--- WHAT THE TASK REQUIRES ---
Copy out every line, with the request text included, starting with the line that contains "For the evaluation set, tag every instance of the water" and going on through the line that contains "[[1025, 444]]". Multiply each point coordinate in the answer by 1.5 and round it to a whole number, rounding halves up.

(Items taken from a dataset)
--------------------
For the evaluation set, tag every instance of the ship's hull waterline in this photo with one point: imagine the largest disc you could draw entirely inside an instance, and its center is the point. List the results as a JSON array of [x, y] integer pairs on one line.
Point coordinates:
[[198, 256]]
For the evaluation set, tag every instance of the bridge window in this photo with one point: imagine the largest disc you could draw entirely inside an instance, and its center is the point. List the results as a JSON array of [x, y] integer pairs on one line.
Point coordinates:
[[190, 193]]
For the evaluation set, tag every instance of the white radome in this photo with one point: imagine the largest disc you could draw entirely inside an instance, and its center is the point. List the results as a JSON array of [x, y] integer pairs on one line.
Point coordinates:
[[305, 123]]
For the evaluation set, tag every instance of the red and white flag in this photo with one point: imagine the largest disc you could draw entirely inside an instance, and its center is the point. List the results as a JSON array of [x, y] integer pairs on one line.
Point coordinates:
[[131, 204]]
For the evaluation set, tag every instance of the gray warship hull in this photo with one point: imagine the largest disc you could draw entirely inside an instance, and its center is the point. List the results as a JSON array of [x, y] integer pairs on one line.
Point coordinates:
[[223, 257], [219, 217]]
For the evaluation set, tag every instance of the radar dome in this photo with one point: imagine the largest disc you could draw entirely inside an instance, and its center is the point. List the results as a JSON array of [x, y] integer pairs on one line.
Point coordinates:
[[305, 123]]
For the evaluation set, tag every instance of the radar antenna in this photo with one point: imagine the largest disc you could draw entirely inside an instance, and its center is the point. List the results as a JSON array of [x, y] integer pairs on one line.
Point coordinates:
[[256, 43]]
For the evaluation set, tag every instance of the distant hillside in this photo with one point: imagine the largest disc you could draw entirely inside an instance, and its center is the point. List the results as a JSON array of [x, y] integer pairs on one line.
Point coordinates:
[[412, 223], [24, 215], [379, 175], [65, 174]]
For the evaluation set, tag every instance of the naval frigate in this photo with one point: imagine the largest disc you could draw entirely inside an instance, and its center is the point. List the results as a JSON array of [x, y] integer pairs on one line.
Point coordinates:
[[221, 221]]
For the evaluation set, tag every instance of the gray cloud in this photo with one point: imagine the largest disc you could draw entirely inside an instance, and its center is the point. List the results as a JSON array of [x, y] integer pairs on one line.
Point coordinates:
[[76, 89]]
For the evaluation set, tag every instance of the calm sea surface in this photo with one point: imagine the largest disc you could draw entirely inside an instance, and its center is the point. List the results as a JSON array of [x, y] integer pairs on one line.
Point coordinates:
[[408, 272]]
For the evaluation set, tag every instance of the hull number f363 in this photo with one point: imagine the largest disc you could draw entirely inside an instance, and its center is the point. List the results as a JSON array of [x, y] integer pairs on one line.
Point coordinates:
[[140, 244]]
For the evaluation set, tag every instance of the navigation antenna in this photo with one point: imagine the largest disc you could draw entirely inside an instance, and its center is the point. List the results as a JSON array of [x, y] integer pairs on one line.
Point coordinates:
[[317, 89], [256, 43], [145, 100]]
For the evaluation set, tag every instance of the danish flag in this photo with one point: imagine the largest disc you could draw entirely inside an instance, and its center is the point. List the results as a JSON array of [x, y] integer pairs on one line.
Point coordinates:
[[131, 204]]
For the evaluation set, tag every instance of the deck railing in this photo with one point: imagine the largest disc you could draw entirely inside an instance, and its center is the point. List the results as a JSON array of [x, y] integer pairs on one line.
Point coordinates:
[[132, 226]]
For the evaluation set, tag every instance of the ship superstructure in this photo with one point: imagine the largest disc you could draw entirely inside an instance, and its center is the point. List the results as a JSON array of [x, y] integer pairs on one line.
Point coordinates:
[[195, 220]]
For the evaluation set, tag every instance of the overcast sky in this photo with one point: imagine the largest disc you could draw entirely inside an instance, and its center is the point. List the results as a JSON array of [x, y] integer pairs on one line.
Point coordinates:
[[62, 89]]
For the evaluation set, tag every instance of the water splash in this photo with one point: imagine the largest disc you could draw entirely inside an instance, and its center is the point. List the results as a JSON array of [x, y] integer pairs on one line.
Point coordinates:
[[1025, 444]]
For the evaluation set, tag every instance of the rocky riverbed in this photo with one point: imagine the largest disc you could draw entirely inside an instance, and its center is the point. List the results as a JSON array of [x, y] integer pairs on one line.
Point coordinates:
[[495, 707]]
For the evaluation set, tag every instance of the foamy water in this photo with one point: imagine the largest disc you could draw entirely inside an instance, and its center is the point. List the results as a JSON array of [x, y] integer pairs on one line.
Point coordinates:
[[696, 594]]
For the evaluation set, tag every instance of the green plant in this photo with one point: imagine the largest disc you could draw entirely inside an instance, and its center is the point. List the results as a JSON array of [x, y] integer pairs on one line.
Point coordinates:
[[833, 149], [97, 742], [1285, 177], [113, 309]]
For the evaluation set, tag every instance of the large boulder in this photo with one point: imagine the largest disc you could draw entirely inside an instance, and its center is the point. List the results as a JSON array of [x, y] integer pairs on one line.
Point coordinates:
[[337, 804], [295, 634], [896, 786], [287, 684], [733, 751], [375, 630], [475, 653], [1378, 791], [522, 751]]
--------------------
--- EXERCISE OUTPUT ---
For the evaluation set, tag every instance of the water splash in this photo with one point: imagine the largest disc you could draw entirely inside an instance, and its center is the point. List the results as a JSON array of [x, y] integer pairs on one line.
Point coordinates:
[[1538, 666]]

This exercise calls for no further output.